» Source document:

Cars.csv will be used for Exercise. The variables in the data are included below in the table. The variables in the data set are the following attributes of cars in the year 2004:
Make – the auto manufacturer
Model – name of the vehicle
Type – SUV, sedan, sports, truck, or wagon
Origin – continent of the manufacturer; Europe, Asia, or USA
Invoice – price (dollars) that the manufacturer sends to the dealer upon delivery of the car
Horsepower – amount of the car’s power
MPG_City – miles per gallon (fuel efficiency) during city driving
MPG_Highway – miles per gallon during highway driving
Wheelbase – distance (inches) between the centers of the front and rear wheels
Length – distance (inches) from the nose to the tail of the car
# Read the CSV file
file.cars=read.csv("CARS.csv")
# Make new MPG_Combo variable
MPG_Combo <- 0.6*file.cars$MPG_City +0.4*file.cars$MPG_Highway
#Add MPG_Combo variable to the end of tabale
file.cars.mpg_combo <- cbind(file.cars,MPG_Combo)
#Draw Box plot for the MPG_Combo variable and trim box plot
boxplot(file.cars.mpg_combo$MPG_Combo,main="Combined MPG (60% in City and 40% in Highway)",xlab="Combo",ylab="MPG",col = "aquamarine3",border ="aquamarine4")
#Point the mean value with a blue asterisk sign
points(mean(file.cars.mpg_combo$MPG_Combo,na.rm = TRUE),col="blue",pch=8)
According to the above box plot, in combined mode:
- The “Mean” and “Median” values are almost close, then distribution might be normal.
- 50% of cars (Q1 to Q3) can travel 20 to 25 MPG.
- There are some outliers above the maximum and below the minimum
- To ensure about the normality, we must use QQ-Plot or perform a Quantitative test
- Minimum is around 14 MPG and maximum is around 32 MPG
#Draw box plot for MPG_Combo by Type
boxplot(file.cars.mpg_combo$MPG_Combo~file.cars.mpg_combo$Type,xlab = "Car Type",ylab = "MPG",main="MPG_Combo by Type of Cars",border=(c("aquamarine4","cyan4","coral4","darkgoldenrod4","darkorchid4")),horizontal = FALSE,col=(c("aquamarine3","cyan3","coral3","darkgoldenrod3","darkorchid3")))
Basic descriptive statistics comprise:
# Calculate descriptive stattistics:
a=psych:: describe(file.cars$Horsepower)
knitr::kable(a,format = "markdown",caption = "Statistical Values",align = "c")
| vars | n | mean | sd | median | trimmed | mad | min | max | range | skew | kurtosis | se | |
|---|---|---|---|---|---|---|---|---|---|---|---|---|---|
| X1 | 1 | 425 | 216.76 | 71.31586 | 210 | 211.5367 | 66.717 | 100 | 500 | 400 | 0.9528091 | 1.546674 | 3.459327 |
According to above table:
- Mean > Median and Skewness > 0, thus we guess we will have a right long tail.
- To ensure, we will use visual method.
# Prepare the sheet for 1X3 diagrams
par(mfrow=c(1,3))

» Exercise instructions:
a) Answer these questions from the car data exercise above, one line each:
(i) What year do the car attributes describe?
(ii) What weights on city and highway miles per gallon make up the MPG_Combo variable?
(iii) According to the first box plot, what range of MPG can the middle 50% of cars travel?
b) Translate this sentence from the car data exercise into Spanish: "The variables in the data set are the following attributes of cars in the year 2004:"

» Supplied data:

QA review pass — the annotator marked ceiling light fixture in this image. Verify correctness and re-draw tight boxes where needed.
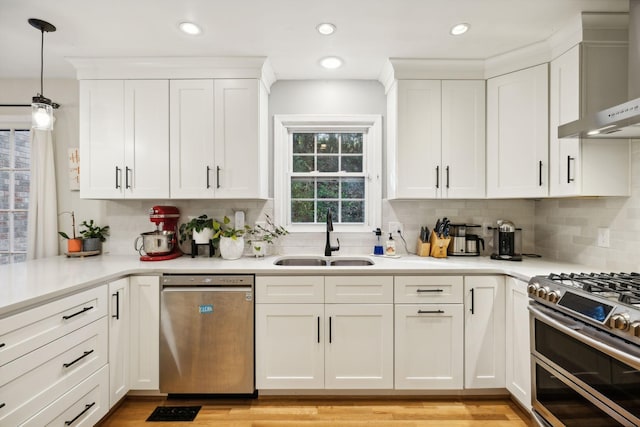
[316,22,336,36]
[450,22,471,36]
[320,56,342,70]
[178,22,202,36]
[28,18,60,130]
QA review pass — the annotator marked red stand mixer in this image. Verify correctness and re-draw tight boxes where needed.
[134,206,182,261]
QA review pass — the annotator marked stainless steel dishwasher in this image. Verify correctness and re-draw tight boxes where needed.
[160,275,255,394]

» Answers in order:
a)
(i) 2004
(ii) 0.6 on city MPG and 0.4 on highway MPG (60% city, 40% highway)
(iii) 20 to 25 MPG

b) Las variables del conjunto de datos son los siguientes atributos de los automóviles del año 2004: